■ Exercise 1: In the data visualization post, reproduce the part starting at "I’m addicted to" and ending at "project is invaluable!)", substituting "initiative" for every instance of "project".
■ Exercise 2: According to the data visualization post, which study is the GBD 2010 Heat Map based on?
■ Exercise 3: Please extend the blog post on adolescent injury and mental health data, picking up right after its final sentence.

■ Passage:
□ □ □ □

Data viz: adolescent injury and mental health

I’m addicted to interactive visualisations of data, when they are well-made, informative and easy to use. One that I’ve returned to repeatedly is the “GBD 2010 Heat Map“, which ranks causes of deaths and DALY’s globally. The graph is based on the Global Burden of Diseases, Injuries and Risk factors Study, an impressive project that aspires to quantify mortality and morbidity globally. (Needless to say, the uncertainty intervals are wider for countries lacking comprehensive mortality registration… but it is especially for those settings that this project is invaluable!)
It’s a quite simple graph, but the beauty lies in how easy it is to shift between the measures, groups and countries/regions you are interested in. NB: The picture below is just a static image showing only the age groups I selected for this blog post, go to the live graph to explore other options than those shown here.

□ □ □ □

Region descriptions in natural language
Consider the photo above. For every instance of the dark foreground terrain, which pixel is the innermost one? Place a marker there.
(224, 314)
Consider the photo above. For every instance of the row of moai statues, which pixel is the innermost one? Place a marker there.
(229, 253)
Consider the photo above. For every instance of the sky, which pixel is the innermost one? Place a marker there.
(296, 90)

□ □ □ □

■ Written answer 1:
I’m addicted to interactive visualisations of data, when they are well-made, informative and easy to use. One that I’ve returned to repeatedly is the “GBD 2010 Heat Map“, which ranks causes of deaths and DALY’s globally. The graph is based on the Global Burden of Diseases, Injuries and Risk factors Study, an impressive initiative that aspires to quantify mortality and morbidity globally. (Needless to say, the uncertainty intervals are wider for countries lacking comprehensive mortality registration… but it is especially for those settings that this initiative is invaluable!)

■ Written answer 2: The Global Burden of Diseases, Injuries and Risk factors Study.

■ Written answer 3:
One thing that stands out very clearly in this graph is something we are already aware of: that injury prevention is an urgent issue among adolescents and young adults. Of the top ten causes of death worldwide in the ages 15-19 and ages 20-24, injuries rank as first (road injuries), second (self-inflicted), third (violence), fifth/ninth (drowning) and ninth/tenth (burns).

If we would change* the measure shown to YLD – years lived with disability – the main cause of morbidity for those aged 15-24 is depression; other mental health problems such as anxiety, conduct disorder and substance abuse are also among the top ten (see the graphs for ages 15-19 and ages 20-24 ).
These two issues – injuries and mental health – are not unrelated. Of course, mental health problems are strongly related to suicide and self-harm. But a recent article in Injury Prevention by McDonald, Sommers & Fargo also highlights the complex interrelations between mental health problems and risky driving, a complexity that seems particularly prominent among adolescents and young adults compared to adults. The article is based on a sample of youth and adults who are high-risk drivers, and shows, for the younger group, several significant pathways from depression and conduct behavior to various aspect of risky driving. (Similar results have been demonstrated earlier for example by our own Bridie Scott-Parker, a short report here in Injury prevention, and a path analysis in British Journal of Psychology.)
Thus, to some extent, mental health promotion and injury prevention need to go hand in hand, maybe especially among adolescents.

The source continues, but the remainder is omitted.